Begin Quoted text

This document provides a technical understanding of a DHCP relay agent that is required in a multi-subnet environment where a DHCP client and a DHCP server reside in different subnets. Chapter II explains why these DHCP relay agents are needed in DHCP operations. Chapter III describes the basic principles of DHCP operations using a DHCP relay agent. Finally, in Appendix, specific message parameters used by DHCP relay agents in each DHCP procedure will be presented.

 

Before you read this document it is recommended that you refer to the companion documents, “Understanding the Basic Operations of DHCP” [2] and “Understanding the Detailed Operations of DHCP” [3].

 

II. Why are DHCP Relay Agents Needed in DHCP Operations?

 

Generally, DHCP messages are broadcasted. So, in order for the messages to be exchanged between a DHCP client (PC) and DHCP server, both the client and server have to reside on the same subnet. That is because routers do not forward any broadcast IP packet (i.e. one with a destination MAC address of FF:FF:FF:FF:FF:FF and a destination IP address of 255.255.255.255) to other interfaces. Thus a broadcast DHCP packet sent by a DHCP client cannot be delivered to DHCP server(s) on different subnet(s) through a router (shown in Figure 1 - (a)). This restriction requires all individual subnets have its own DHCP server for DHCP operation, which is practically not feasible in network operators' networks or corporate computer networks (too many DHCP servers are required in the network!).

End Quoted text

**Task requirements:**
1/ Please condense the paragraph of the DHCP relay agent text that begins "Generally, DHCP messages are broadcasted" into a short bulleted list that keeps its main facts.
2/ Pick up the DHCP relay agent text after its final sentence and carry it forward.

Begin Supplied material

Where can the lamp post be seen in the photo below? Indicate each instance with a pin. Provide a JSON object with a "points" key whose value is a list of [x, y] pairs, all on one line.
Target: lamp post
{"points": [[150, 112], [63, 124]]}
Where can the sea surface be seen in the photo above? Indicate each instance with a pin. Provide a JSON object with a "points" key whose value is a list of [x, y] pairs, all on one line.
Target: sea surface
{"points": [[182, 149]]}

End Supplied material

**Results of the tasks:**
1/
- DHCP messages are generally broadcast, so a DHCP client (PC) and DHCP server must be on the same subnet to exchange them.
- Routers do not forward broadcast IP packets (destination MAC FF:FF:FF:FF:FF:FF, destination IP 255.255.255.255) to other interfaces.
- A client's broadcast DHCP packet therefore cannot reach DHCP servers on other subnets through a router.
- Every subnet would then need its own DHCP server, which is impractical in network operators' networks or corporate computer networks.

2/
 

To address this problem, the concept of a DHCP relay agent has long been adopted [1]. As shown in Figure 1 - (b), enabling the DHCP relay agent function in the router allows DHCP messages to be exchanged between a DHCP client and DHCP server residing on different subnets.1 The core function of this DHCP relay agent is to convert a broadcast DHCP packet into a unicast one, and forward it to a DHCP server.

 

Figure 1. Comparison of DHCP operations between networks with and without a DHCP relay agent

Figure 1. Comparison of DHCP operations between networks with and without a DHCP relay agent

 

III. Basic Operations of DHCP Relay Agents

 

This chapter describes how a PC (e.g. PC1) on “1.1.1.0/24” subnet, as shown in Figure 1 - (b), can communicate with the DHCP server using a DHCP relay agent for all DHCP operations, such as IP address allocation/lease, IP address renewal and IP address release.

 

3.1 IP Address Allocation/Lease Procedure  

 

The DHCP relay agent is located between a PC and DHCP server as shown in Figure 2. The DHCP relay agent receives DHCP Discover and Request messages broadcasted by the PC, and unicasts them directly to the DHCP server. At this point, the DHCP relay agent stores its IP address (the interface address at which it received the DHCP Discover/Request messages) in the “Relay Agent IP (=Gateway IP=giaddr)” field of the DHCP message to be relayed.

 

The DHCP server unicasts a DHCP Offer/Ack message, with the destination IP address set as the relay agent IP address, to the DHCP relay agent. The DHCP relay agent, after checking the “Broadcast Flag” field of the received message, replaces the destination IP address with the IP address of the PC (Broadcast Flag=0) or with the broadcast IP address (Broadcast Flag=1) depending on the “Broadcast Flag” value. It also replaces the source IP address with the IP address of the DHCP relay agent, and forwards the modified message to the PC.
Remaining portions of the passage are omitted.